━━ TEXT SECTION ━━

Carmaker Ford is to get £500m of taxpayer backing to protect its workers in the UK.
Ford, which stopped making cars in Britain in 2002 and ended production of its Transit van at Southampton in 2012, will get the money in export guarantees for its engine and gear systems factories.
International Trade Secretary Liz Truss said that Ford would receive a £625m loan facility from commercial banks with the £500m guarantee from UK Export Finance, the UK’s export credit agency and a government ministerial department.
The guarantee, which covers 80% of the loan, will support Ford’s exports as well as increasing its investment in electrification.
It will also help protect jobs at Ford’s Dunton Campus in Essex and engine production centre in Dagenham.
Chairman of Ford of Britain, Graham Hoare, said: “Ford’s manufacturing operations are already an export success story, with around 85% of engines and 100% of transmissions built in the UK exported.
“This financing will help to maintain Ford as a key UK exporter.”

━━━

EXERCISE INSTRUCTIONS:
• a. Reproduce, word for word, everything in the article about Ford's £500m guarantee from "Carmaker Ford is" down to "government ministerial department.".
• b. Continue the article about Ford's £500m guarantee, starting right after its final sentence.

━━ STORED DATA ━━

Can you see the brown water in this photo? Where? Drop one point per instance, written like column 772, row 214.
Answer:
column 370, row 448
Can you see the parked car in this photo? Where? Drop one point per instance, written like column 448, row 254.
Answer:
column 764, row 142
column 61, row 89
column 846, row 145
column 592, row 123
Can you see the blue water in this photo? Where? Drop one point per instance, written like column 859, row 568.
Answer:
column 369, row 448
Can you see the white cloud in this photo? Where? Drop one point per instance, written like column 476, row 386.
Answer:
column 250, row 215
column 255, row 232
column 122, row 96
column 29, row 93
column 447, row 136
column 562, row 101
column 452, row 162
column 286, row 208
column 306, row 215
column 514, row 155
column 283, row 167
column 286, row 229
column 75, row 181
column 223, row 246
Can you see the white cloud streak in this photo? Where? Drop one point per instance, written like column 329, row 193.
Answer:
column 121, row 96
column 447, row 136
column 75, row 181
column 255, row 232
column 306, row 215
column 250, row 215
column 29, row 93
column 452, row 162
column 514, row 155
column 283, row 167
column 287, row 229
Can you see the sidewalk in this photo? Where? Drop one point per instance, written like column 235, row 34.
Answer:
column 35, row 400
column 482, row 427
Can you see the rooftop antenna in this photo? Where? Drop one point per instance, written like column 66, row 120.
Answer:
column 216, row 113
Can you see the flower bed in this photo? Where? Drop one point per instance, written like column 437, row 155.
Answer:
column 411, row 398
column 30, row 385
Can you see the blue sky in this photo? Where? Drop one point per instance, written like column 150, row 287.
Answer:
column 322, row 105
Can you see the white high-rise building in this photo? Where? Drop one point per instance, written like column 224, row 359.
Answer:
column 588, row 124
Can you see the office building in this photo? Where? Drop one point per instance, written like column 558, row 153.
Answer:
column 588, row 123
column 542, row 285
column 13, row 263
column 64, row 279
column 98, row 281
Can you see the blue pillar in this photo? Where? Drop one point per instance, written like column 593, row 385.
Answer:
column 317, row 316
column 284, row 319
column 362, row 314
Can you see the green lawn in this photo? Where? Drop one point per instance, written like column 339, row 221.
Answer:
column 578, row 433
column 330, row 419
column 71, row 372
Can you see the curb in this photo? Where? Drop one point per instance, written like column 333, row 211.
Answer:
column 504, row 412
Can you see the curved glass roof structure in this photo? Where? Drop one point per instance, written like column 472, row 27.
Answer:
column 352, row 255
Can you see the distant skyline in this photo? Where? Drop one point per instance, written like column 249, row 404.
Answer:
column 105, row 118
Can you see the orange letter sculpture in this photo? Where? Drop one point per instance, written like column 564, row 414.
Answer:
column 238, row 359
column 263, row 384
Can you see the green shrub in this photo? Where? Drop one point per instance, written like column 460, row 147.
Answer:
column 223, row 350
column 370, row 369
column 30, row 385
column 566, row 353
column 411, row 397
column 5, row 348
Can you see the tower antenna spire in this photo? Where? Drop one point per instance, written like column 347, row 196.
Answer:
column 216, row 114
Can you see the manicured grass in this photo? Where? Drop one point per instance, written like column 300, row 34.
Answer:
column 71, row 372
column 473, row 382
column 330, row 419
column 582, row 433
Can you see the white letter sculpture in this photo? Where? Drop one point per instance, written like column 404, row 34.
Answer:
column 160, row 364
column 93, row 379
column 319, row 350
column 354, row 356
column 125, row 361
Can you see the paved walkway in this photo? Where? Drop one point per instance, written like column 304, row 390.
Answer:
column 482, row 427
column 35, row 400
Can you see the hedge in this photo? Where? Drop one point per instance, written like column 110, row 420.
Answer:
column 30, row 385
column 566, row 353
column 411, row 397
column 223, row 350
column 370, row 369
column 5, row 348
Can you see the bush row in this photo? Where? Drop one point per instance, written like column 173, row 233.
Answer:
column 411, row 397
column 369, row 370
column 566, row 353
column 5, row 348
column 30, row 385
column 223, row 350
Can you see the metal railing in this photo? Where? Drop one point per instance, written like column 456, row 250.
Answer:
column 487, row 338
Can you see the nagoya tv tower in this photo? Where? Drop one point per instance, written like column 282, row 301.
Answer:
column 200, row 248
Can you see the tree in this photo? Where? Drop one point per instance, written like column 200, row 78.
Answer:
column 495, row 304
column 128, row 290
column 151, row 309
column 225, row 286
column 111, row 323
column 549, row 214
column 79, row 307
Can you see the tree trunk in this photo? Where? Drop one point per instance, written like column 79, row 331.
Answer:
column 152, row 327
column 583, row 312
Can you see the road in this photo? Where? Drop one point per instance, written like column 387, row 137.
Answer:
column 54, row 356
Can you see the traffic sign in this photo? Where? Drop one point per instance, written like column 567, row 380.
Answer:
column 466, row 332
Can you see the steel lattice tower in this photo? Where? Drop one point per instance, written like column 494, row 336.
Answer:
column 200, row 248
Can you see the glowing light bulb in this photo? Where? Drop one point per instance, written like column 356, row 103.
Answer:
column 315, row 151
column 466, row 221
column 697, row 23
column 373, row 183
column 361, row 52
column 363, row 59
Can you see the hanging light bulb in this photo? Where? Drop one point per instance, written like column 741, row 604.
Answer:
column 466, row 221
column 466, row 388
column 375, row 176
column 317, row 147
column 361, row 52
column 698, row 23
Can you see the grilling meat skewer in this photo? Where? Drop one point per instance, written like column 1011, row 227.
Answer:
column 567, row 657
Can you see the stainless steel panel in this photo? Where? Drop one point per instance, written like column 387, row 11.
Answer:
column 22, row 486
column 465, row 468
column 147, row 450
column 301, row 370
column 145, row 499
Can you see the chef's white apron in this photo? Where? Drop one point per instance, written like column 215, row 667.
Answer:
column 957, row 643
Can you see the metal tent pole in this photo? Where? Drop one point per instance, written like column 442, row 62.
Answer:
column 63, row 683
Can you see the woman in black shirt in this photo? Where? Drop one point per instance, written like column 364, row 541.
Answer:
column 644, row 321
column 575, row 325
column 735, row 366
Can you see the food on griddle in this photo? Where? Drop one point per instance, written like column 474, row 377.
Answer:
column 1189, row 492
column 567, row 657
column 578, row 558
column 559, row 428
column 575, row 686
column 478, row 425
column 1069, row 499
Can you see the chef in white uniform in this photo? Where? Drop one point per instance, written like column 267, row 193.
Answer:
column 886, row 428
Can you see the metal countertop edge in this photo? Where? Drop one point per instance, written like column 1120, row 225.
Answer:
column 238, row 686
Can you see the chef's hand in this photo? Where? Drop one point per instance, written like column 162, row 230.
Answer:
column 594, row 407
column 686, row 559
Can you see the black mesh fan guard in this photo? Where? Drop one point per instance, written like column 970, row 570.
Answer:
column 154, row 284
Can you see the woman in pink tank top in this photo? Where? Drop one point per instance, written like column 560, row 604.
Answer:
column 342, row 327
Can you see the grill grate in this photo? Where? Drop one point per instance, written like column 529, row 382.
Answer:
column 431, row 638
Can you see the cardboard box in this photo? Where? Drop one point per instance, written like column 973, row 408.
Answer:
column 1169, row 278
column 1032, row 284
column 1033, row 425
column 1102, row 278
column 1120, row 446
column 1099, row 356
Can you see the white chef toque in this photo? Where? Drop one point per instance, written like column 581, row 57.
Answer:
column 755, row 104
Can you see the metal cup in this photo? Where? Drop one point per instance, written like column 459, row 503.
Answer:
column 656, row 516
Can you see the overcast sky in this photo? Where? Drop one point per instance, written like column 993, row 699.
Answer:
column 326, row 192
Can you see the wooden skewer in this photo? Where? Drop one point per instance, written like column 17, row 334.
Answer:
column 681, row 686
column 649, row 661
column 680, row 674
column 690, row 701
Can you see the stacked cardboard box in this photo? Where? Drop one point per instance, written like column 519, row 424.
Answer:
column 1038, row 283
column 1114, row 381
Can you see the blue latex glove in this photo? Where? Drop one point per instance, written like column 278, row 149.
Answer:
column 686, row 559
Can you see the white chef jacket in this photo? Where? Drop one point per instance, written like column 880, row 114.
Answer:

━━━

RESULTS OF THE EXERCISE:
• a.
Carmaker Ford is to get £500m of taxpayer backing to protect its workers in the UK.
Ford, which stopped making cars in Britain in 2002 and ended production of its Transit van at Southampton in 2012, will get the money in export guarantees for its engine and gear systems factories.
International Trade Secretary Liz Truss said that Ford would receive a £625m loan facility from commercial banks with the £500m guarantee from UK Export Finance, the UK’s export credit agency and a government ministerial department.

• b.
Ford of Britain exports to more than 15 countries on six continents, with overseas sales generating around £2.5bn annually, according to UK Export Finance.
Car manufacturing is one of the sectors badly affected by the coronavirus pandemic and the Society Of Motor Manufacturers And Traders (SMMT) has called for support from the government including VAT cuts.
The SMMT said last month that with a third of workers still furloughed – and government subsidies for those temporarily laid off due to end in the autumn – there was a “critical need” for help.
More than 6,000 job cuts were announced in the sector in June, the SMMT said.
Factories shut down in March as the lockdown began and though some have now reopened, many are operating at reduced output.